**Check your understanding**
**A)** Answer these questions from the essay on Mima, one per line:
(i) What was Mima a member of before she turned to acting?
(ii) What is the website that impersonates Mima called?
(iii) Which film does the essay name as a successor influenced by Kan?
**B)** Using the essay on Mima, explain in one to three sentences why Mima's most devoted fans stalk and threaten her.
**C)** Write out the part of the essay on Mima that opens with the words containing "Unable to curb" and closes with "palm, incessantly recirculated.".

**Text**
Idols are rendered cultural property. Audiences take ownership over the digital personas they encounter; we’re told they’re ours to laud, dissect. This didacticism is not explicit. In fact, we are reminded to humanise these figures, especially towards those most presently charged with public condemnation. And yet, it is precisely the same body of individuals, the idol manufacturing industries at large, who vindicate these personas most ruthlessly; they whittle down their carbon copies into ghosts of the culture, they urge the simulation.


Mima attempts to retire from the culture. Once a member of a Japanese idol group, she turns to acting, the lesser toxic of the two. Her day-to-day of fantasy-girl costumes and repetitive touring is replaced by mundane, bottom of the ladder acting work. This, at least, offers Mima a sense of regularity, anonymity, order, all of which she has seldom experienced. Eventually, however, she lands a controversial role which assuredly tarnishes her public personality: performing a rape scene in a strip club. Betrayed by her novel career switch and its salacious turns, Mima’s most devoted fans stalk and threaten her; a website containing diary entries called ‘Mima’s Room’ impersonates Mima’s perspective and describes her life in exacting detail; a string of murders begin to closely encircle her.





Under threat, Mima’s former self is conjured, drifting into the film’s optics and taunting her self-abandonment. Fantasy-Mima sinks her teeth into the present while the actual Mima slips out of balance, unable to attest the extent of her reality; her once superficial autonomy, enamouring an audience of fans, is rendered feckless, untranslatable.


Satoshi Kan turns to pioneers of the hallucinating victim, Polanski’s Repulsion, Buñuel’s Belle de Jour, while influencing its own successors: of course, Aronofsky’s Black Swan. Kan’s influence on Aronofsky is blatant; Nina’s battle with perfection is choreographed in tandem with Kan’s own schizophrenic vision of metamorphosis. This is reflected in Kan's creation of a psychological topography, indulging in an art style that is both Hitchcockian and surrealist. Mima’s consciousness is therein fastened to a frightening, perplexing centre; unable to hold, continually in flux.


Unable to curb the paranoia, and traumatised by the absence of certainty, she is a symbol of her own derivation; her existence a dance for the perception of others — from palm to palm, incessantly recirculated.

**Entries shown**

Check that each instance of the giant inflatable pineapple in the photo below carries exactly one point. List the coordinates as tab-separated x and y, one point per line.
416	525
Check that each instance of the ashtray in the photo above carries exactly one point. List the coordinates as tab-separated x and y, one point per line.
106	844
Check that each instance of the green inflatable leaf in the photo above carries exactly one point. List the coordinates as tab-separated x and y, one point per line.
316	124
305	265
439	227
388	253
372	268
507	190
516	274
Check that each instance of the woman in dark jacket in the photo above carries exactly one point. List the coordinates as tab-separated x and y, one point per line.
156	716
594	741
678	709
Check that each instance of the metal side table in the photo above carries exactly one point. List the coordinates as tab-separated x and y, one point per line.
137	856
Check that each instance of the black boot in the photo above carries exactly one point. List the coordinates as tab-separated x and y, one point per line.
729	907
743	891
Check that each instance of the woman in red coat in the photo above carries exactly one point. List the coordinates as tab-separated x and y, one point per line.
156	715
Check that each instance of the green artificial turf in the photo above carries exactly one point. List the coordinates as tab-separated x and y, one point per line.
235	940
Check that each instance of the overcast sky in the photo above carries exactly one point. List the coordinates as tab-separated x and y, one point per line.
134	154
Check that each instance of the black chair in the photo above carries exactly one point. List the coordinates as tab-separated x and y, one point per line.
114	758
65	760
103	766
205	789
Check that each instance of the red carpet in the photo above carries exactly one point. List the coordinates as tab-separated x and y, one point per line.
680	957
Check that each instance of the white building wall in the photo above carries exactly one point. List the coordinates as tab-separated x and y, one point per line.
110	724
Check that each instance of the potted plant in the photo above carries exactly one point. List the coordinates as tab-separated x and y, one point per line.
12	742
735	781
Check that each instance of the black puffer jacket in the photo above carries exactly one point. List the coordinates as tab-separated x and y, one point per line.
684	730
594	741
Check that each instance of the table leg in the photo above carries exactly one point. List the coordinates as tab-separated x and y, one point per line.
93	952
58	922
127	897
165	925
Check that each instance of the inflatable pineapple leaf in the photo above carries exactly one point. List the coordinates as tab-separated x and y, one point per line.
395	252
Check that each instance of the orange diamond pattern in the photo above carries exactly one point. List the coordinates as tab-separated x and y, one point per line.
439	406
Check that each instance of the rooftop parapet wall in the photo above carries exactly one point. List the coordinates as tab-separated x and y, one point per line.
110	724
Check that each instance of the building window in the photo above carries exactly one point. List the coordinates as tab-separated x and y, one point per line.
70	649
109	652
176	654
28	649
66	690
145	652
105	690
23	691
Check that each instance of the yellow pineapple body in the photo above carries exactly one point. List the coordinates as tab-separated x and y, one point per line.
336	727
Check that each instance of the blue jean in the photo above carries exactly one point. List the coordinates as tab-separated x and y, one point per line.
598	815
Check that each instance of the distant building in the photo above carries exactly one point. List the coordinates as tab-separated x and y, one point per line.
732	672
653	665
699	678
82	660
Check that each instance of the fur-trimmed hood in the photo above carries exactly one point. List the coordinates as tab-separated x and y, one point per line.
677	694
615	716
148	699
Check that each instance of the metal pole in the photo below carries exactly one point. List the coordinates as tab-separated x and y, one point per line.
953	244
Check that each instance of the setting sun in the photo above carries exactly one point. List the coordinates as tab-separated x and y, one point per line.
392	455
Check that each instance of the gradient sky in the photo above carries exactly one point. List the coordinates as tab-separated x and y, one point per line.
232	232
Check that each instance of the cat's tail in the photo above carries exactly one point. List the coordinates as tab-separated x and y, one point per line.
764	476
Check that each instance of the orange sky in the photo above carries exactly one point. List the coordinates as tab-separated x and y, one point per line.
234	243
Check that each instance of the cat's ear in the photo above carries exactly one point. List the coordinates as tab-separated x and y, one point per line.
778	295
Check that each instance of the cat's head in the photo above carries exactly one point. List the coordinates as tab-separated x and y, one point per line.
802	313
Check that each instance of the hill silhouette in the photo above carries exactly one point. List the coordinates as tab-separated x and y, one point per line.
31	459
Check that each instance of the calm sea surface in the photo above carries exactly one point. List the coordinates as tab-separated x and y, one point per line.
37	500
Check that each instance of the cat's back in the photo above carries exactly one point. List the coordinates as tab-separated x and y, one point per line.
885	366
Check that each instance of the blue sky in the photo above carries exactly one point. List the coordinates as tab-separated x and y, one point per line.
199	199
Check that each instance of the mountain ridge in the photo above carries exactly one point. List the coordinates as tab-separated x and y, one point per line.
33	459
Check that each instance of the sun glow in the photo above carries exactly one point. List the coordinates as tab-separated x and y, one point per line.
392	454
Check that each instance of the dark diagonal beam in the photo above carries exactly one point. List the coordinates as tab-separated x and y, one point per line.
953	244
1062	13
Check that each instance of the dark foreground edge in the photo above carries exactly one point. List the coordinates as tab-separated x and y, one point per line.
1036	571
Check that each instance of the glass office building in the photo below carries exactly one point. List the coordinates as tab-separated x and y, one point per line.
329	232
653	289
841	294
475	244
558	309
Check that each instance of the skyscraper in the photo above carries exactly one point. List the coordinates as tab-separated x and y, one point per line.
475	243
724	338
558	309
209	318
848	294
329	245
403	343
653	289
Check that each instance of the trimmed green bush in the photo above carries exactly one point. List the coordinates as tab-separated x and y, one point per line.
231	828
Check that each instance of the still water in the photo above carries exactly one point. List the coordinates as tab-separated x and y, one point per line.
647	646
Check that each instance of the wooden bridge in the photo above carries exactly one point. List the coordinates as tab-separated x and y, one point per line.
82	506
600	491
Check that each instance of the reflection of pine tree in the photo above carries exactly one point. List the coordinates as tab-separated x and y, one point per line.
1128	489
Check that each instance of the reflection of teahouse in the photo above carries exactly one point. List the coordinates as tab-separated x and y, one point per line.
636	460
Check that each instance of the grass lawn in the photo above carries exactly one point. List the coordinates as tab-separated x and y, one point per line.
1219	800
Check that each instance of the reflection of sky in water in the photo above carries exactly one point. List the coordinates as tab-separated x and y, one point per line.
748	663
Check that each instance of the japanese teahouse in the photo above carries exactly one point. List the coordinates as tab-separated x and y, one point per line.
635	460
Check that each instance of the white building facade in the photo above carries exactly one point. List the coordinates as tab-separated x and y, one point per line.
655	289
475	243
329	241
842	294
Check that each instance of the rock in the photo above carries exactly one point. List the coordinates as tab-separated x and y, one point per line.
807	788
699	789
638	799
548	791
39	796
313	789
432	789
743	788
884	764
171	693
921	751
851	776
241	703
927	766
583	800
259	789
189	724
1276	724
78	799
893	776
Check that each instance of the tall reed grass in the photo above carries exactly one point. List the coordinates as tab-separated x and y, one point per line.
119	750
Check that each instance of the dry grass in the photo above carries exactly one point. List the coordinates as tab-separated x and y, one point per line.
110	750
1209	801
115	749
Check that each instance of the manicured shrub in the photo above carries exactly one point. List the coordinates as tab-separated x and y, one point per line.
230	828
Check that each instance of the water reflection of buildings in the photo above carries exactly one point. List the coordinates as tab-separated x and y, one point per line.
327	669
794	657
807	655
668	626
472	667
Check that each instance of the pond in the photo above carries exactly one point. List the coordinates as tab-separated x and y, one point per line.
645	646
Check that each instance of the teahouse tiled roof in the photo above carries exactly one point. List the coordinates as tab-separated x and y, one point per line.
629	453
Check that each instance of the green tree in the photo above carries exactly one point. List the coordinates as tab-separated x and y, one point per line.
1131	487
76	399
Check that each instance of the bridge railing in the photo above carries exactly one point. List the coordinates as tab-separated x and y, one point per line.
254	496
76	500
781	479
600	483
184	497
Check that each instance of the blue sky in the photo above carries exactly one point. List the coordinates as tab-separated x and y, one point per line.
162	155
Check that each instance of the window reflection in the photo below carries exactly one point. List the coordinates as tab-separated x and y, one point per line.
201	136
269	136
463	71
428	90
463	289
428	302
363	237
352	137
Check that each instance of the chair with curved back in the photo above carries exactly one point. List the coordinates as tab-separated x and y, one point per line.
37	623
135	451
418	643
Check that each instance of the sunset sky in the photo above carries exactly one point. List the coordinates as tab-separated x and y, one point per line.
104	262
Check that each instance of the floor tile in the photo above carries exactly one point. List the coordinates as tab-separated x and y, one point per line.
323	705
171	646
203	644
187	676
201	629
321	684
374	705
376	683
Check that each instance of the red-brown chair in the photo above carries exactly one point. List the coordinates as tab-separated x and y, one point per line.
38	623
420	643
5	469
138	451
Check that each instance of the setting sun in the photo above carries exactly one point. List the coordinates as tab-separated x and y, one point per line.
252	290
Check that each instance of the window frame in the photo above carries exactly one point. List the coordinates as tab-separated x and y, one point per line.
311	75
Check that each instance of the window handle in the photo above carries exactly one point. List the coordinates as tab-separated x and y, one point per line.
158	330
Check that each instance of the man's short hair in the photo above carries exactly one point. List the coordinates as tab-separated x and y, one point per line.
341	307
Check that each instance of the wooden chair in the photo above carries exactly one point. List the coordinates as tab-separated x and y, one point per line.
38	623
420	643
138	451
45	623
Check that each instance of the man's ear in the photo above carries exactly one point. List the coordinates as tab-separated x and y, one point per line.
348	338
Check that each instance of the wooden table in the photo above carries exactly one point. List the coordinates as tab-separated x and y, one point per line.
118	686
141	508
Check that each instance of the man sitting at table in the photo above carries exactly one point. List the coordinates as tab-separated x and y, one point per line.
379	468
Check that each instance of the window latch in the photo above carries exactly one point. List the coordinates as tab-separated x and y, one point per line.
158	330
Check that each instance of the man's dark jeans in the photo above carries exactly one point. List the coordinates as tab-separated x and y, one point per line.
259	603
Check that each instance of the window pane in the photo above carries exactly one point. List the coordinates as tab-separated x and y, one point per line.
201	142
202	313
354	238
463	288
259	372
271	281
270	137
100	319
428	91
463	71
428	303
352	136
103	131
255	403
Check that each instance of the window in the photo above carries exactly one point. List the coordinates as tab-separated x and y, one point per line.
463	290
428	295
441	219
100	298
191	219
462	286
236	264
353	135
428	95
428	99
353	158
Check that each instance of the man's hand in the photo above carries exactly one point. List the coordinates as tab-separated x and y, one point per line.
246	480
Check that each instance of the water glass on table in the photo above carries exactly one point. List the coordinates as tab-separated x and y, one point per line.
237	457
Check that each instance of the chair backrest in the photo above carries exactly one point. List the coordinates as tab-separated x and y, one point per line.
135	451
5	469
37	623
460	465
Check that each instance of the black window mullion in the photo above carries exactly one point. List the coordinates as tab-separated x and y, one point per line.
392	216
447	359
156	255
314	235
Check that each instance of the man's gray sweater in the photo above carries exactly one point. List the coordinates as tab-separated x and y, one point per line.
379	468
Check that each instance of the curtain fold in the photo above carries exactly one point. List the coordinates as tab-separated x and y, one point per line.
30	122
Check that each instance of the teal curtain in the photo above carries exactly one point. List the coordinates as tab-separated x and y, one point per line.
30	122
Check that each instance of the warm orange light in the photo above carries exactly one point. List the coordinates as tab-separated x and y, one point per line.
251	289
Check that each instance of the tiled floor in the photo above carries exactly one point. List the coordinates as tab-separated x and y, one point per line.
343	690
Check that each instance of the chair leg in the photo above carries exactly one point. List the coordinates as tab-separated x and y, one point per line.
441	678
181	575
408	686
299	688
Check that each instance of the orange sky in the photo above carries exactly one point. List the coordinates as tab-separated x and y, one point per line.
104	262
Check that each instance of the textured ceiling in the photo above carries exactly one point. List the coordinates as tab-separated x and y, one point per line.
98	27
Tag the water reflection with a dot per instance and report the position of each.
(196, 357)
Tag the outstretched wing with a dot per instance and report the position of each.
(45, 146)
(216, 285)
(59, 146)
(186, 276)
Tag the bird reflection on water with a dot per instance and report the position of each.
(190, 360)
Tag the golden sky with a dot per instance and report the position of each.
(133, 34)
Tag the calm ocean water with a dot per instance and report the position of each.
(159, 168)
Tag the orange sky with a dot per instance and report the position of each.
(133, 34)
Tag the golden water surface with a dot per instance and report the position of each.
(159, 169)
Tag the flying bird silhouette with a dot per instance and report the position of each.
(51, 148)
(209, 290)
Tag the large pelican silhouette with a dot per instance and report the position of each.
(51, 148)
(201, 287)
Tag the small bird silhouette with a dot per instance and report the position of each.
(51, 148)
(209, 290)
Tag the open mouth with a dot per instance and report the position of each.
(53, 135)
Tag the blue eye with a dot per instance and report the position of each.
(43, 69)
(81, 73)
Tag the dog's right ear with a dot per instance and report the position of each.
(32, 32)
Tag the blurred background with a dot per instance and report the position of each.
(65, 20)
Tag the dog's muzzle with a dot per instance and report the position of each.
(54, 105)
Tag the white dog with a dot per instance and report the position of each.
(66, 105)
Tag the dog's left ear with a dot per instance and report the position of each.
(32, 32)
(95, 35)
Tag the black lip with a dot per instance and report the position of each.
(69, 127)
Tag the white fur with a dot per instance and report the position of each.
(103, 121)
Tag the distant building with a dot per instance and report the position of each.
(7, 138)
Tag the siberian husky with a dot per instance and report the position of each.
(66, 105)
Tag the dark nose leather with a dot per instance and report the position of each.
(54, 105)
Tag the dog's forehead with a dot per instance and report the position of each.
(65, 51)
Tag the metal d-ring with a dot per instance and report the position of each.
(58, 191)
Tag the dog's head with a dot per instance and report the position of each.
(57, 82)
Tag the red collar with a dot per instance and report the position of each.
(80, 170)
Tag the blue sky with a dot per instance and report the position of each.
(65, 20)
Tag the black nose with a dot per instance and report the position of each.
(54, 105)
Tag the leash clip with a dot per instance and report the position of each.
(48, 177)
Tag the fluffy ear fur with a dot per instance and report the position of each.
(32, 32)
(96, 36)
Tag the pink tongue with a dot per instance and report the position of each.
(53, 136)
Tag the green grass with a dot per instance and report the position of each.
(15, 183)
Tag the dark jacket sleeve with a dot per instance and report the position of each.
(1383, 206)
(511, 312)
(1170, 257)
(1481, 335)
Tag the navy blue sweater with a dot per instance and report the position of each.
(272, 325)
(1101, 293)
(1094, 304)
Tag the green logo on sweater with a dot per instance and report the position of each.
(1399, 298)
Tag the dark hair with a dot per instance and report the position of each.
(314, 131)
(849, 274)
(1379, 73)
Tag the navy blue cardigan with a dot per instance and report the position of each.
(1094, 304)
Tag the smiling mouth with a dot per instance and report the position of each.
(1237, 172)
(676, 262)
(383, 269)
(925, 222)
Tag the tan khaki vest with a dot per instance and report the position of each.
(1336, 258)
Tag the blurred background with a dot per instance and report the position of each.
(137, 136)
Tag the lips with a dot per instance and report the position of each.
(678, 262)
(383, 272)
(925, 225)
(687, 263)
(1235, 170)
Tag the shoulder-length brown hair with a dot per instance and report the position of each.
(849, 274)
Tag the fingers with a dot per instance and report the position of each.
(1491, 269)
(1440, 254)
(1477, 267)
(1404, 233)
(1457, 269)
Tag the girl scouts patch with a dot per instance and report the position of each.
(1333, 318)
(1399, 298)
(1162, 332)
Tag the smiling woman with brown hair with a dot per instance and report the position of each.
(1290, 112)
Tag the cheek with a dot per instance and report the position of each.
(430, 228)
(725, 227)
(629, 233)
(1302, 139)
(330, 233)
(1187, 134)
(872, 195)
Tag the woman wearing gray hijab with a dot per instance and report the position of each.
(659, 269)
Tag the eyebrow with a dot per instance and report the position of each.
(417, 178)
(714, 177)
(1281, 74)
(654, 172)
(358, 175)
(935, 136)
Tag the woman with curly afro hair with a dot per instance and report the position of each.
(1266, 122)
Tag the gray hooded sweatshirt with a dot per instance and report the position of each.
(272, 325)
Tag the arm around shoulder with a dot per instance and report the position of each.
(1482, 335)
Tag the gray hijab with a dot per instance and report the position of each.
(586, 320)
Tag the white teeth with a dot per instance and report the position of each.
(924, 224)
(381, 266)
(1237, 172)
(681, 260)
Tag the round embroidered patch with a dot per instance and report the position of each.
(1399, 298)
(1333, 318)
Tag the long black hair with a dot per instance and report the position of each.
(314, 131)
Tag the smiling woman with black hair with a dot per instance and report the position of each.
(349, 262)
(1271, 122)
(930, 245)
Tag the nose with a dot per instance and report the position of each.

**Responses to the exercise**
**A)**
(i) A Japanese idol group.
(ii) 'Mima's Room'.
(iii) Aronofsky's Black Swan.

**B)** They feel betrayed by her switch from idol to actor and by the salacious turns it takes. That includes a controversial role performing a rape scene in a strip club, which tarnishes her public personality.

**C)**
Unable to curb the paranoia, and traumatised by the absence of certainty, she is a symbol of her own derivation; her existence a dance for the perception of others — from palm to palm, incessantly recirculated.